**Data**:
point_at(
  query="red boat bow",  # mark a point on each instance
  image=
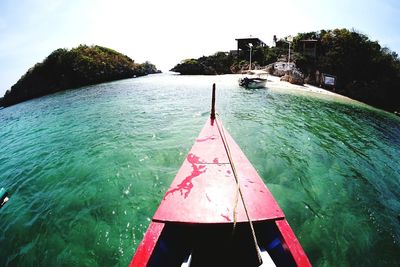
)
(205, 191)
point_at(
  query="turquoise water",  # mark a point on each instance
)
(86, 168)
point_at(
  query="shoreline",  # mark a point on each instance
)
(275, 82)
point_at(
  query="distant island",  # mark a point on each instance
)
(363, 69)
(80, 66)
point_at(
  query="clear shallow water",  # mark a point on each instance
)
(87, 168)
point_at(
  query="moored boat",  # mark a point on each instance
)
(218, 212)
(254, 80)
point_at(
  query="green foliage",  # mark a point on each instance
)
(83, 65)
(364, 70)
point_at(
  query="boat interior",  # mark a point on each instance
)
(222, 244)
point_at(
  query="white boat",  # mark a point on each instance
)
(254, 80)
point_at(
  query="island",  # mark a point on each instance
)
(354, 65)
(71, 68)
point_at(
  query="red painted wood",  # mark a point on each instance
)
(292, 243)
(204, 190)
(146, 247)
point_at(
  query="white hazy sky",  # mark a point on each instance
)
(166, 31)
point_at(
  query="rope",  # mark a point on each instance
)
(238, 191)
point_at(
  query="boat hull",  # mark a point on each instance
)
(215, 212)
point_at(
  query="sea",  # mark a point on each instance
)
(86, 168)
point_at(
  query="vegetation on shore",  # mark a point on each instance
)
(364, 69)
(80, 66)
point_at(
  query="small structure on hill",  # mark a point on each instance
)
(308, 47)
(244, 44)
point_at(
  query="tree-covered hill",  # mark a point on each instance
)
(364, 70)
(64, 69)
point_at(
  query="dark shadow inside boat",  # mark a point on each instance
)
(219, 245)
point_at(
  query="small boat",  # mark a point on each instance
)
(253, 80)
(218, 212)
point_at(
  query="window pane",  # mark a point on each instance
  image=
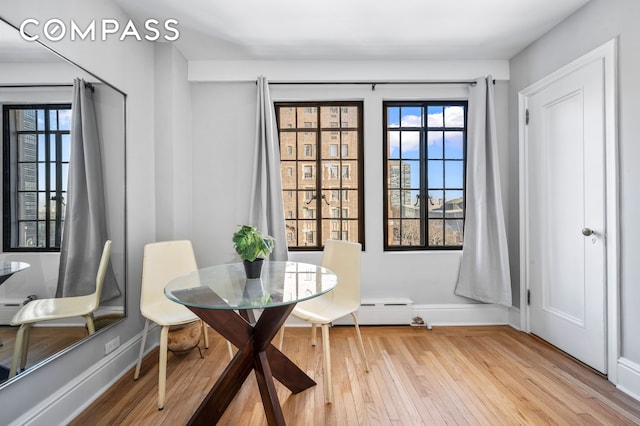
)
(410, 174)
(410, 233)
(52, 179)
(393, 144)
(307, 117)
(411, 117)
(393, 232)
(42, 204)
(289, 175)
(66, 147)
(52, 234)
(307, 172)
(307, 145)
(287, 145)
(393, 117)
(27, 177)
(37, 178)
(435, 116)
(291, 232)
(53, 120)
(453, 145)
(307, 234)
(434, 144)
(454, 232)
(287, 117)
(410, 204)
(394, 203)
(326, 155)
(410, 144)
(349, 116)
(434, 168)
(349, 174)
(349, 147)
(27, 147)
(28, 235)
(64, 119)
(25, 119)
(454, 116)
(436, 204)
(40, 119)
(42, 176)
(454, 204)
(42, 148)
(454, 174)
(436, 233)
(27, 206)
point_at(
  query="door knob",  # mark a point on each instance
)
(587, 232)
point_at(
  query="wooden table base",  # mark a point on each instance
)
(255, 352)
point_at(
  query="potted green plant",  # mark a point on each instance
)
(252, 247)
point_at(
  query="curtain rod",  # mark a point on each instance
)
(64, 58)
(87, 85)
(373, 84)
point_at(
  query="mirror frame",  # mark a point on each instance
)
(125, 272)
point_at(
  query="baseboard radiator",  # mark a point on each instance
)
(383, 311)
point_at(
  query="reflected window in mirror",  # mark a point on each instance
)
(36, 148)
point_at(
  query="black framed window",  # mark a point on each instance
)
(321, 163)
(424, 174)
(36, 149)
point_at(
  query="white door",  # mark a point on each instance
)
(565, 192)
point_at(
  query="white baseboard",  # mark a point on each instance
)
(463, 314)
(78, 394)
(629, 378)
(514, 318)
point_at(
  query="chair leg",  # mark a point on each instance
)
(362, 352)
(326, 361)
(136, 374)
(230, 349)
(280, 338)
(90, 325)
(17, 349)
(313, 334)
(25, 345)
(205, 334)
(162, 367)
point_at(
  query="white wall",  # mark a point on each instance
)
(596, 23)
(223, 125)
(129, 66)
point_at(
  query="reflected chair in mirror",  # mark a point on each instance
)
(343, 259)
(164, 261)
(57, 308)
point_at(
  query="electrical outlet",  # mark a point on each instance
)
(111, 345)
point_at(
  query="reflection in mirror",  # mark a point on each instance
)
(36, 98)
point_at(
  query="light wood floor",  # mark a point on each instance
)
(450, 375)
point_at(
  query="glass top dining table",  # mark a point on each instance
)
(225, 299)
(226, 286)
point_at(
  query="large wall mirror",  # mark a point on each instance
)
(37, 98)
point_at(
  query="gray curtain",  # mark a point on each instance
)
(85, 223)
(484, 271)
(266, 211)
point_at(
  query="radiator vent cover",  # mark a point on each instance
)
(383, 311)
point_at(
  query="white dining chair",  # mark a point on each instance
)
(57, 308)
(162, 262)
(342, 258)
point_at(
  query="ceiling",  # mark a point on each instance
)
(355, 29)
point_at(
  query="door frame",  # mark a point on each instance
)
(607, 55)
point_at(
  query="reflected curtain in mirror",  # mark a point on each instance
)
(484, 268)
(266, 211)
(85, 227)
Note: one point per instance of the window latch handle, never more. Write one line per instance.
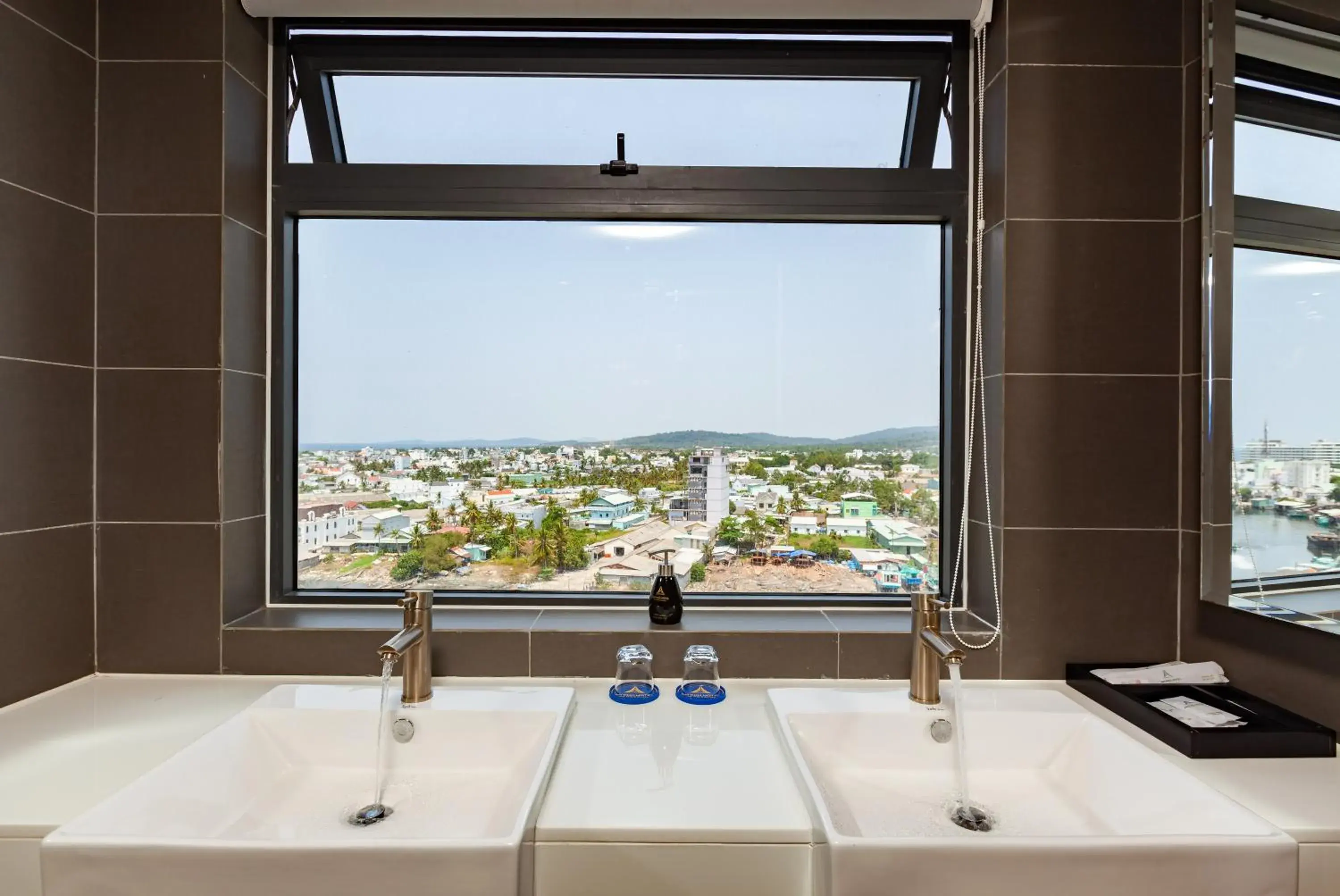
(618, 167)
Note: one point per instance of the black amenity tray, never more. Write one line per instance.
(1271, 732)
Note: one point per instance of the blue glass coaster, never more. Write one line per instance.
(701, 693)
(633, 693)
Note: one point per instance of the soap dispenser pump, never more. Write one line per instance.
(665, 600)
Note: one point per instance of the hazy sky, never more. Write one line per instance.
(457, 330)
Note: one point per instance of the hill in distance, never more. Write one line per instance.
(905, 439)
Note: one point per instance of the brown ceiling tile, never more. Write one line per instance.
(1068, 440)
(46, 112)
(1093, 298)
(47, 448)
(247, 43)
(151, 423)
(1094, 33)
(159, 599)
(244, 445)
(75, 21)
(1083, 596)
(1075, 153)
(47, 606)
(46, 279)
(160, 138)
(246, 155)
(159, 291)
(161, 30)
(244, 299)
(244, 567)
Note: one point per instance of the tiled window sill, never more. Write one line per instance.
(516, 642)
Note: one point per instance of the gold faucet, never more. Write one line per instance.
(929, 650)
(413, 647)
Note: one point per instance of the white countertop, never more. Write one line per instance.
(661, 773)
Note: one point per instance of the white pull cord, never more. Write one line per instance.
(976, 390)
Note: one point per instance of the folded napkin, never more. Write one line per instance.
(1176, 673)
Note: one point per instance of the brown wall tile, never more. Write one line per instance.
(47, 448)
(160, 140)
(244, 299)
(1074, 152)
(1067, 440)
(159, 291)
(75, 21)
(159, 603)
(1078, 596)
(243, 567)
(1094, 298)
(1094, 33)
(247, 45)
(161, 30)
(46, 112)
(244, 152)
(47, 608)
(46, 279)
(244, 447)
(159, 445)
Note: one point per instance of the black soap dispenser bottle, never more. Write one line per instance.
(665, 600)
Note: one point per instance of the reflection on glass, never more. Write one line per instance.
(542, 405)
(460, 120)
(1287, 167)
(1287, 419)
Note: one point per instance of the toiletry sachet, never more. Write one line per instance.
(1197, 714)
(1174, 673)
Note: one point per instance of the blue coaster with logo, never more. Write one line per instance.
(701, 693)
(634, 693)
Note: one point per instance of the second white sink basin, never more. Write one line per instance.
(1079, 808)
(260, 804)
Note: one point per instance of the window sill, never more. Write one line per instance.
(581, 643)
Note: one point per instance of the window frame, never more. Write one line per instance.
(913, 195)
(1284, 227)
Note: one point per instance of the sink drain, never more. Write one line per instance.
(370, 815)
(971, 819)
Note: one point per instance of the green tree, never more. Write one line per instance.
(729, 531)
(408, 565)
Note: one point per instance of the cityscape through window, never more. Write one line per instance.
(543, 405)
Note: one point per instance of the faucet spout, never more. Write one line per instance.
(413, 647)
(929, 650)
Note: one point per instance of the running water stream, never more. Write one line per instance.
(964, 813)
(377, 811)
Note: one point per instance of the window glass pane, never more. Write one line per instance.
(451, 120)
(557, 400)
(1286, 416)
(1275, 164)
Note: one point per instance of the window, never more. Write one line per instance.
(512, 377)
(1286, 326)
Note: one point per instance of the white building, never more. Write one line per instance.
(315, 531)
(707, 497)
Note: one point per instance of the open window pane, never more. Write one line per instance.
(540, 405)
(1286, 416)
(460, 120)
(1287, 167)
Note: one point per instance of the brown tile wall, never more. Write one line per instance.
(49, 78)
(1083, 318)
(181, 330)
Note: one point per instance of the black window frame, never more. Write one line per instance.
(916, 193)
(1284, 227)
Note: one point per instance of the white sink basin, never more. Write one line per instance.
(259, 805)
(1079, 808)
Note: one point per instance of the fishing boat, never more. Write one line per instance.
(1324, 543)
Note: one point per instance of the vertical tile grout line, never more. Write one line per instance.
(97, 100)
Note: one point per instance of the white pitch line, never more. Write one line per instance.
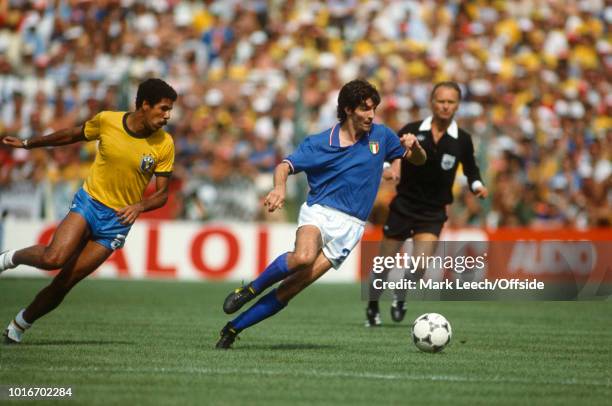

**Problem to work on**: For this exercise, the lines from the one containing "Note: one point per instance of the white sink" through the last line of the entries above are to be output exactly, both included, and pictures are skipped.

**Output for this exercise**:
Note: one point per instance of the white sink basin, never more. Write one line per instance.
(259, 805)
(1079, 808)
Note: one point per instance of the fishing boat, never more. Write one line per instance.
(1324, 543)
Note: one point per instance of the vertical tile grout line, never more. Write one line per instance.
(97, 100)
Note: one point per instance of the white pitch line, never more. Write one line per instance.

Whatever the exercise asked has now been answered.